What you should do: What is needed is an exact repeat of the lines from the line containing "Labeling batch C. For the image above, tag the mini" through the final line of the entries below, and nothing else.

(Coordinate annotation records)
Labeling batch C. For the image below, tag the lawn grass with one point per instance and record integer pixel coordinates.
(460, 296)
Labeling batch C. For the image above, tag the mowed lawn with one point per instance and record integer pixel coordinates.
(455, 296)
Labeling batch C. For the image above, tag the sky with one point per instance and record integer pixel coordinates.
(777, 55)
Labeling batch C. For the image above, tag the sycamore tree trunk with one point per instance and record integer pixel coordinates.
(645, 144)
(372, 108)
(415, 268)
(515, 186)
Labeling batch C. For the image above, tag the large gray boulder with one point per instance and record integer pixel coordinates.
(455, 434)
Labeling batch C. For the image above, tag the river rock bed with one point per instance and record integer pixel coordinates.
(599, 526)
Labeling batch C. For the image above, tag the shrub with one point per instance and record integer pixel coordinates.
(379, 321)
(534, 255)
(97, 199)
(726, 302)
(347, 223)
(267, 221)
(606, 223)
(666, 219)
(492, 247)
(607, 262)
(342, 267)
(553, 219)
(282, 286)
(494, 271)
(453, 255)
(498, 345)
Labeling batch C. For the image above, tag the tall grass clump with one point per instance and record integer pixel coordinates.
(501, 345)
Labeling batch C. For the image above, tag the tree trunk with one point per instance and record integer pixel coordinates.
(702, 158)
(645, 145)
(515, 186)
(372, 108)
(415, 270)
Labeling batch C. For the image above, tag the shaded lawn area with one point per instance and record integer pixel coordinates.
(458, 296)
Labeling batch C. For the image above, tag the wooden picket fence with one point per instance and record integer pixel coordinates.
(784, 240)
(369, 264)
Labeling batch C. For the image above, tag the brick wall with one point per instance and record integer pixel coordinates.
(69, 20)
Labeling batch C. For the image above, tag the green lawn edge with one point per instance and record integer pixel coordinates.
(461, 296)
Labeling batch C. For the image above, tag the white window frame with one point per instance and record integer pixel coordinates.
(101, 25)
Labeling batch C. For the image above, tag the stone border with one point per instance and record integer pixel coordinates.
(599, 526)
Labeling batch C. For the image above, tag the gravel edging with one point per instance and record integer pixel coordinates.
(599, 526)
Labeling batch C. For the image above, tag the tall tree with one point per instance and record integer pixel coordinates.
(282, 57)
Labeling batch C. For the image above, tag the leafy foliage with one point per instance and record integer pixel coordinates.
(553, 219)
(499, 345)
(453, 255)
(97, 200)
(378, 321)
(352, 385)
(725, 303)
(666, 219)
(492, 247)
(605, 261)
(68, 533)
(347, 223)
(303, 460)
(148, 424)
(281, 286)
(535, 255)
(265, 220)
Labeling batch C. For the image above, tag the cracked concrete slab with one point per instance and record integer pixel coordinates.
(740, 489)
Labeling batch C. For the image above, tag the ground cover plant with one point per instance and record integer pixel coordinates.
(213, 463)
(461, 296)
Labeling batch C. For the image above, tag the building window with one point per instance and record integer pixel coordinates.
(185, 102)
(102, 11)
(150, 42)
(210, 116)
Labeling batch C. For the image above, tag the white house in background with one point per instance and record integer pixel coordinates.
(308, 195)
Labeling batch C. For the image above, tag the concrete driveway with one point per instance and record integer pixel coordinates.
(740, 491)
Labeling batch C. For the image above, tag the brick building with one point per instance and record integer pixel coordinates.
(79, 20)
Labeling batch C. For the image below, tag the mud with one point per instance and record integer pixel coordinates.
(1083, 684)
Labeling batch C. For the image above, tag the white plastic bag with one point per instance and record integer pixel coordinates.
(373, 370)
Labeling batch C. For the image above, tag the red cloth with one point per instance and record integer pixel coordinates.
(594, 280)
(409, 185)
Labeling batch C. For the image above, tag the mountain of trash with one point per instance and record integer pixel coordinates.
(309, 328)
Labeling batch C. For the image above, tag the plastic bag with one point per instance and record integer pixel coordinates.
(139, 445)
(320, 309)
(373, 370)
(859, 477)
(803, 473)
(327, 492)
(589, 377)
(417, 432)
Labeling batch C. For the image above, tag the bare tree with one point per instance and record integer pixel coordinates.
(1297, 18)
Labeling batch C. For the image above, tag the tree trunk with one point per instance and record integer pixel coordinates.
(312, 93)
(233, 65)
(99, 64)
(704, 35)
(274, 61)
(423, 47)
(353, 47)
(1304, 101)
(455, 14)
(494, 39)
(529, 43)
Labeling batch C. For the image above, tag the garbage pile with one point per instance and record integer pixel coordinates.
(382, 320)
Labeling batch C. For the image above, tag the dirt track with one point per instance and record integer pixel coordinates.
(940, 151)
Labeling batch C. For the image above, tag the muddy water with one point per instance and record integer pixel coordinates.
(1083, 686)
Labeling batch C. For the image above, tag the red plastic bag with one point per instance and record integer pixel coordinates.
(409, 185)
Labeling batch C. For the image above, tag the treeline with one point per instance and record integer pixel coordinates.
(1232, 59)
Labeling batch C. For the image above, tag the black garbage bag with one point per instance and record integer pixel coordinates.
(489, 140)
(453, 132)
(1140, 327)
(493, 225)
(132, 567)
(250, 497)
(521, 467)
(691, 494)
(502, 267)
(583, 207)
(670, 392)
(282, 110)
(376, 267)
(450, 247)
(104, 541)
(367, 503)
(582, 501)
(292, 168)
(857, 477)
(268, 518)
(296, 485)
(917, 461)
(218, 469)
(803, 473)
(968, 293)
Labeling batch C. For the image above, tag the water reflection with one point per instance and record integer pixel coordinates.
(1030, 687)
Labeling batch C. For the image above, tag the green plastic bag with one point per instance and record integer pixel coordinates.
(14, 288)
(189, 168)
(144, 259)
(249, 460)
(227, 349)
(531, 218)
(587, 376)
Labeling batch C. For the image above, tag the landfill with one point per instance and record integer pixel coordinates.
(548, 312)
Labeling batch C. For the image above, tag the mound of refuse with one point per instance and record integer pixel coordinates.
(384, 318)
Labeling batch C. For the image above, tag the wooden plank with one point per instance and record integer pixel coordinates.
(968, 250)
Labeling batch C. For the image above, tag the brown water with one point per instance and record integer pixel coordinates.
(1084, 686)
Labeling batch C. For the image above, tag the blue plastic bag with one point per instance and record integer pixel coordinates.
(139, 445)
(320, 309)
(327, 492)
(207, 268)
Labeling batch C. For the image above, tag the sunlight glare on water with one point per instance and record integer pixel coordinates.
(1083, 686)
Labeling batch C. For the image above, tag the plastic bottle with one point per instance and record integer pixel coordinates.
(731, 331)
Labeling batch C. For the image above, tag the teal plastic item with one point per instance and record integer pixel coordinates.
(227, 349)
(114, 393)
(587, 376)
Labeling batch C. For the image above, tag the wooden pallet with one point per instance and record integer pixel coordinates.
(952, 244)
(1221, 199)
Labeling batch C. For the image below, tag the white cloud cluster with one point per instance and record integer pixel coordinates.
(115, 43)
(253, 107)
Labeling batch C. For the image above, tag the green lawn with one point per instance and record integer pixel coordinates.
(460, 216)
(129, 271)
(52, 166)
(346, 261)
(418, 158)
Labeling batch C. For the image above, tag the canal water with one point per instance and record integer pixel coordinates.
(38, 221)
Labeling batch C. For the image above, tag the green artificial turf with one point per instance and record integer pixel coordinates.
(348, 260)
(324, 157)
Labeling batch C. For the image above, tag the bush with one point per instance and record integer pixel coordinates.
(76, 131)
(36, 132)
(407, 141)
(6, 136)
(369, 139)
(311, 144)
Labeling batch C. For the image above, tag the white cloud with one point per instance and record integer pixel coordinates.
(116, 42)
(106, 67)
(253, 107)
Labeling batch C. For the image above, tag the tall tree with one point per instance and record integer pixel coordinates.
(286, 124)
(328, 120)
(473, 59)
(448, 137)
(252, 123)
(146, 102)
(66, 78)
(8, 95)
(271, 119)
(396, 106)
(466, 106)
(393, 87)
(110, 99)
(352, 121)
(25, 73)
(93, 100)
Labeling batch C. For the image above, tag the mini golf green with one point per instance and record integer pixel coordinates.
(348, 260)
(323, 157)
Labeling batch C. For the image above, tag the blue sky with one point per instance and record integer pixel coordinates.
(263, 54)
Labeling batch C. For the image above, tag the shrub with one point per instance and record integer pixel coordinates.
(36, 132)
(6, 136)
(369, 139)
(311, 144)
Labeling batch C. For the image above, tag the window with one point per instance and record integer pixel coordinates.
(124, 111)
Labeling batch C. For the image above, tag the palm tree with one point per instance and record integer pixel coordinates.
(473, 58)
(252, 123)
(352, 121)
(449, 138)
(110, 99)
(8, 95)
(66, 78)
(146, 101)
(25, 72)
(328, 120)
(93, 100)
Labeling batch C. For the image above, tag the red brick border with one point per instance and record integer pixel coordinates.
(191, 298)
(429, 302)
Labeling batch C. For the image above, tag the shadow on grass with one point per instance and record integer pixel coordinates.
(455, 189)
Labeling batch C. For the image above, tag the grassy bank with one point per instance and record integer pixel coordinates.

Final result:
Labeling batch C. For the image above, tag the mini golf green with one point per instance and record integer pixel coordinates.
(348, 260)
(323, 157)
Labeling batch C. For the image above, tag the blue sky with one point per instance and record integer pixel coordinates.
(263, 54)
Labeling batch C. For the image above, tag the shrub with one point per instance and record integer pixel coordinates.
(36, 132)
(6, 136)
(369, 139)
(311, 144)
Labeling batch C. For the image above, tag the window with one point per instance and record integer pixel coordinates.
(124, 111)
Labeling batch C. For the image above, tag the palm tree with one point per instance and record integer pixel coordinates.
(473, 58)
(252, 123)
(352, 121)
(449, 138)
(110, 99)
(8, 95)
(66, 78)
(146, 101)
(25, 72)
(328, 120)
(93, 100)
Labeling batch C. For the image above, tag the red brick border with one point per instance and record integer pixel coordinates.
(191, 298)
(429, 302)
Labeling batch C. For the image above, tag the shadow on grass with one point per instance and record integer pixel coordinates.
(455, 189)
Labeling batch C. For the image above, tag the grassy bank with one point per instance and record integer pixel coordinates.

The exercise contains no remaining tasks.